--- begin ---

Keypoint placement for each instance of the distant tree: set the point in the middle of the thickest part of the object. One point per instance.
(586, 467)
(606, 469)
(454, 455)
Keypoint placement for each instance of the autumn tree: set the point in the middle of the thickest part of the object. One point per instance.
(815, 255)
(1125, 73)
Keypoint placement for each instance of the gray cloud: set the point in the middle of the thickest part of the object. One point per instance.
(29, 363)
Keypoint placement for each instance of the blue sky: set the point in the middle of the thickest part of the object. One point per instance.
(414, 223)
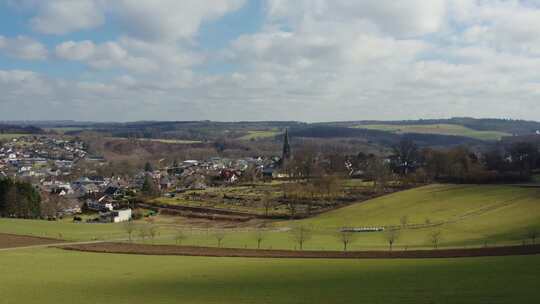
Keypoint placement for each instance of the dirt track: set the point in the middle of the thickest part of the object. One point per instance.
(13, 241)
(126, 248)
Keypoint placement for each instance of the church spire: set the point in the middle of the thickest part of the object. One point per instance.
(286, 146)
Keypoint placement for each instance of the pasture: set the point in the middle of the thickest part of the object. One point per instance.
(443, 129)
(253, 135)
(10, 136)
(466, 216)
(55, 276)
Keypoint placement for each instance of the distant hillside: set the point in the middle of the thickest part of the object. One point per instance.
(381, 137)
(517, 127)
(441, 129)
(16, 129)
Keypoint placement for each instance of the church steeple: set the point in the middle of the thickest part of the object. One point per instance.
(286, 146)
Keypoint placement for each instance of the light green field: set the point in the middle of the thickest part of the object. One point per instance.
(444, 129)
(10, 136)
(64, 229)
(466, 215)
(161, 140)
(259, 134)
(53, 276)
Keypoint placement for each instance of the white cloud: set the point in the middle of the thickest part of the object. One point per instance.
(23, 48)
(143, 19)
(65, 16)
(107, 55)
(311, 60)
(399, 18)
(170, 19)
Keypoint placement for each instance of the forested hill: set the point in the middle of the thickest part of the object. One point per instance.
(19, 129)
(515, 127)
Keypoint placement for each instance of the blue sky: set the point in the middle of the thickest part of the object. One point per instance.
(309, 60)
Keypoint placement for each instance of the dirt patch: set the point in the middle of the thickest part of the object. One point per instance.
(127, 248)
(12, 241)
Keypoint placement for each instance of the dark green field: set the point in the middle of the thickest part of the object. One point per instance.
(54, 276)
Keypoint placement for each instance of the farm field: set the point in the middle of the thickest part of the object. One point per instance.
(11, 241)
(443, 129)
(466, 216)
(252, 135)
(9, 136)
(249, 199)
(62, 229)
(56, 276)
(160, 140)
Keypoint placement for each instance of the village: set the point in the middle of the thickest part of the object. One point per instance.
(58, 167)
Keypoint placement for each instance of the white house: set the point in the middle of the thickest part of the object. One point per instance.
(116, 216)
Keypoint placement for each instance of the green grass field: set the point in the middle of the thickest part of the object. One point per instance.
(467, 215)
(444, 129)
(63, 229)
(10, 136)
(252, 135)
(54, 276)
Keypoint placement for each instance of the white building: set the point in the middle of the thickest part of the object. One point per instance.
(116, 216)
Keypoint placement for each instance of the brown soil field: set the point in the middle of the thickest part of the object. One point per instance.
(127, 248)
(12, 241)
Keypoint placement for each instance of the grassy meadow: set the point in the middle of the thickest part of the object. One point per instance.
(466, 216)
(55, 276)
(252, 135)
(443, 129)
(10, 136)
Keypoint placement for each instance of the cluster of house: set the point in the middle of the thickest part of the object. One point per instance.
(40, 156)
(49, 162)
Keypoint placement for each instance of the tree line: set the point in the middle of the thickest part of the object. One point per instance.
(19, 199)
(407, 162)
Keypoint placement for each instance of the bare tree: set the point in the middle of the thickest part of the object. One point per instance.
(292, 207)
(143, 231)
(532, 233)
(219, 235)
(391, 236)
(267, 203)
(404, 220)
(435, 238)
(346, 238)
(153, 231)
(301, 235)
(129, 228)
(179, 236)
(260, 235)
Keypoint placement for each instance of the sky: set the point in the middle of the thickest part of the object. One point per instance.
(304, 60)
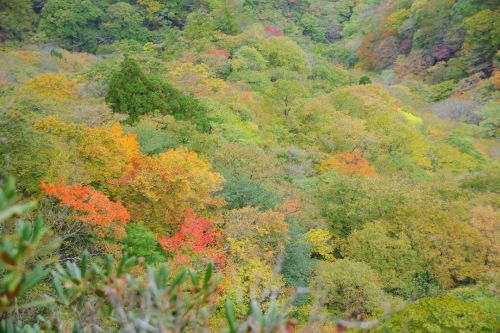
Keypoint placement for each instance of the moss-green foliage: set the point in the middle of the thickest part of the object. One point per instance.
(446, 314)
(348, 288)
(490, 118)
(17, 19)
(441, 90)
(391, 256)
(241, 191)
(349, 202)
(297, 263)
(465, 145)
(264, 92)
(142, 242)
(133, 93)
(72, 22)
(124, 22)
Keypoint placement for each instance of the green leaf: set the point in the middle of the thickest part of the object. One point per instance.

--- end ---
--- begin ---

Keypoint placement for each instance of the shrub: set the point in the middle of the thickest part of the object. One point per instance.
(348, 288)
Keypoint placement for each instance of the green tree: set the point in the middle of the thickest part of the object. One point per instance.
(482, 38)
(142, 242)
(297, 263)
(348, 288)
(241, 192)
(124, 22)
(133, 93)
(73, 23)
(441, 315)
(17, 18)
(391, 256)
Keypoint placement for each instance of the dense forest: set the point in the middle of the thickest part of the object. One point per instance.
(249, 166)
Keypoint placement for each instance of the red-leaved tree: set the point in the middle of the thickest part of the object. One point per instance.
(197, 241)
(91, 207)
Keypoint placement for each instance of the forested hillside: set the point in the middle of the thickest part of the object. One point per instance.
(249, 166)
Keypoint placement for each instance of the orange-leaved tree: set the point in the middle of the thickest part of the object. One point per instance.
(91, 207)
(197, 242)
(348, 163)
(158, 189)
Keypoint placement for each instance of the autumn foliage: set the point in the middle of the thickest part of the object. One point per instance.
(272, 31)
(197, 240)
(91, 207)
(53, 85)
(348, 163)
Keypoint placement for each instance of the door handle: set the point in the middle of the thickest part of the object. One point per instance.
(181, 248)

--- end ---
--- begin ---

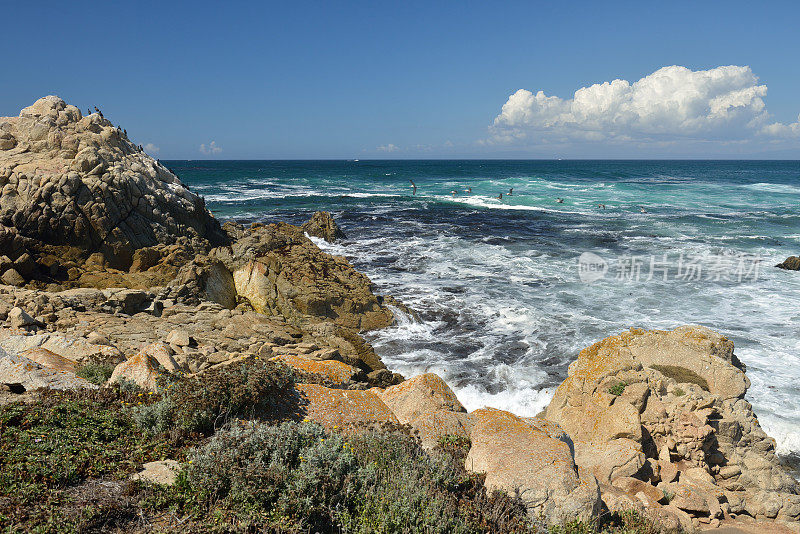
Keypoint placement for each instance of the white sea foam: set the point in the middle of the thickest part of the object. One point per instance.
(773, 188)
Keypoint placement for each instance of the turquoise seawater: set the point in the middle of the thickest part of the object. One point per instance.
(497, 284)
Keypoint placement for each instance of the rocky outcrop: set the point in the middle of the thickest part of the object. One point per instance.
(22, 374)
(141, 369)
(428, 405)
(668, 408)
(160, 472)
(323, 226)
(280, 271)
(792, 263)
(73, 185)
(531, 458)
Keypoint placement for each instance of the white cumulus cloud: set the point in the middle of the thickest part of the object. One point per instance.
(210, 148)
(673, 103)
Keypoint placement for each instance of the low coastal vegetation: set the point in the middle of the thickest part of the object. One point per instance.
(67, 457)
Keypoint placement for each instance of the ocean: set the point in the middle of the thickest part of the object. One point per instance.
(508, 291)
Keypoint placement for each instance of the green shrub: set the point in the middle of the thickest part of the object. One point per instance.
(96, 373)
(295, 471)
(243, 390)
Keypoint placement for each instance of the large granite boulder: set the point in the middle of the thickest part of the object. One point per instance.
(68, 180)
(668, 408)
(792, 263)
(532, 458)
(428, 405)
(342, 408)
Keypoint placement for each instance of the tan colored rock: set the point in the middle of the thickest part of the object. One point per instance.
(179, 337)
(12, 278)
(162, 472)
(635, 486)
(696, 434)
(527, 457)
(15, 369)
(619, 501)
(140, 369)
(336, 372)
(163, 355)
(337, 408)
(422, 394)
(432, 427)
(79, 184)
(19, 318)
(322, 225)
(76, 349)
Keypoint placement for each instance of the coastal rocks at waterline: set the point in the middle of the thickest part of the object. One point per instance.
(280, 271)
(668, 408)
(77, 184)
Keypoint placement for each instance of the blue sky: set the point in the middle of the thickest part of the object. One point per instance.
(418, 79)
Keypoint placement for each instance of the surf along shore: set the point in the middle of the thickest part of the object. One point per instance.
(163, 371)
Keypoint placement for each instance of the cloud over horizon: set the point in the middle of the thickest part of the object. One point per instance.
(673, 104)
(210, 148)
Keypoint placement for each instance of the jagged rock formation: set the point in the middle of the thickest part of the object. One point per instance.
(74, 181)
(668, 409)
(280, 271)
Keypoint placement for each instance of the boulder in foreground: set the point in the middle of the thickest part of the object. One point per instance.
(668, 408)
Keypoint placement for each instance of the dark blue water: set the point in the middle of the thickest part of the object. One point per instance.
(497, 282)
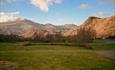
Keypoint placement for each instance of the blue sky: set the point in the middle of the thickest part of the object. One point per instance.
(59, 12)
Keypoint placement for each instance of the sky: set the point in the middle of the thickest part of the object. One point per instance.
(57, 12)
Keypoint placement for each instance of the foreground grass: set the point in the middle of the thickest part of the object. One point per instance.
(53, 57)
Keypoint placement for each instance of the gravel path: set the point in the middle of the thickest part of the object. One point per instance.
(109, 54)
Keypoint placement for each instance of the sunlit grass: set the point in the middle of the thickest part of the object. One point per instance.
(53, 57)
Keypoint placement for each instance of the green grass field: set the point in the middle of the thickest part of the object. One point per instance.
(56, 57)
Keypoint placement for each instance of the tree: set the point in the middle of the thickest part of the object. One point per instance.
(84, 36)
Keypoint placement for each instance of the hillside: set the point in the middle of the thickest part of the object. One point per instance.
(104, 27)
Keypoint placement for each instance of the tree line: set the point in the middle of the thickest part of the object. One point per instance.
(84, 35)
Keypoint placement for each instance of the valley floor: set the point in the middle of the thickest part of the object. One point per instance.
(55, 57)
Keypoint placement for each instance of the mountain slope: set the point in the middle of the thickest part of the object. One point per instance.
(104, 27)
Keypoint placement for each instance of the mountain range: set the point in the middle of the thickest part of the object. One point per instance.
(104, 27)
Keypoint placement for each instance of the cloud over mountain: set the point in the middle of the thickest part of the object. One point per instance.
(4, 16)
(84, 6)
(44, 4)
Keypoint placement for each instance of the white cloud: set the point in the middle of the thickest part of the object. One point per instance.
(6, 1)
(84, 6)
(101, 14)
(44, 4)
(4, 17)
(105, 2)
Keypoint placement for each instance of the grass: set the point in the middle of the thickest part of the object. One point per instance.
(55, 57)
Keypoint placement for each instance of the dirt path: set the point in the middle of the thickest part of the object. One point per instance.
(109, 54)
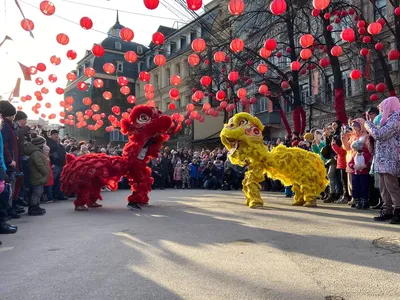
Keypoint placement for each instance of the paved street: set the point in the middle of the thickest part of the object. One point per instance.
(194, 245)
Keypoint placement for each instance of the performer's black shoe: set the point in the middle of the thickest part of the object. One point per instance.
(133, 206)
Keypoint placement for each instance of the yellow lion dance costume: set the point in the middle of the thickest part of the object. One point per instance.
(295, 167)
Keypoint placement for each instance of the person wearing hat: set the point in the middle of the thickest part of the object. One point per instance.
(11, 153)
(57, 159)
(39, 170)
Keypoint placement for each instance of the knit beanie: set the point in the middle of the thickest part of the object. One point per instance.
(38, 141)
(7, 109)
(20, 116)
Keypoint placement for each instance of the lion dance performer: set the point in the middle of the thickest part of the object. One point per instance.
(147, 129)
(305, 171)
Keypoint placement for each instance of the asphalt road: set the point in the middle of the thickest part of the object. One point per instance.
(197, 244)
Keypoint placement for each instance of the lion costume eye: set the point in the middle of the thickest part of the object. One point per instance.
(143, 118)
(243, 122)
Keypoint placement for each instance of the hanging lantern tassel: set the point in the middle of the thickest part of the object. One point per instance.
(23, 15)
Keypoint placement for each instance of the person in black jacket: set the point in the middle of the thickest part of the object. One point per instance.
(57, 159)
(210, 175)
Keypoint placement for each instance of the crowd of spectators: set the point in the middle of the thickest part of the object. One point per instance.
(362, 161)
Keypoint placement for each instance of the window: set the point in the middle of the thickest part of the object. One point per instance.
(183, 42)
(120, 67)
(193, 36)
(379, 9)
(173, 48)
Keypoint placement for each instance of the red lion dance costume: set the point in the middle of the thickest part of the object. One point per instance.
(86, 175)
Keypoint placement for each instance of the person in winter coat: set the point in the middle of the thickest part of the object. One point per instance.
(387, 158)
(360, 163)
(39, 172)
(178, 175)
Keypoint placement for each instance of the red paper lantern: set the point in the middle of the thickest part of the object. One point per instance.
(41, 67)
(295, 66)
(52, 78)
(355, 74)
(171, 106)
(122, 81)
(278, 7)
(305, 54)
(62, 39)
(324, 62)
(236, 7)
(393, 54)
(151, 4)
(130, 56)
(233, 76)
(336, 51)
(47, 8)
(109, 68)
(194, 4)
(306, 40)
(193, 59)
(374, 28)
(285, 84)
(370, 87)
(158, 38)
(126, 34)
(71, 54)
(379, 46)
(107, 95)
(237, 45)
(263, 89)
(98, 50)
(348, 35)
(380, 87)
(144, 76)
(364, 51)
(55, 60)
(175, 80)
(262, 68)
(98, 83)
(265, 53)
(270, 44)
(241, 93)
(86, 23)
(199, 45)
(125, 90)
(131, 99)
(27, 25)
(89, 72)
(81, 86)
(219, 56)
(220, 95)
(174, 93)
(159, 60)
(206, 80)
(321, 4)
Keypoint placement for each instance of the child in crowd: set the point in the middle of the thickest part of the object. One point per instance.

--- end ---

EXERCISE INSTRUCTIONS: Gather every row above that contains the word "crowd", and list each one in full.

CORRECT RESPONSE:
Keypoint placement for each instance of the crowd of spectators: set the point in the middle of the thickest part of the object. One point per instance.
Keypoint placement for each instance of the child in crowd: set the point in the middle of the thickest part of the object. One point per instance.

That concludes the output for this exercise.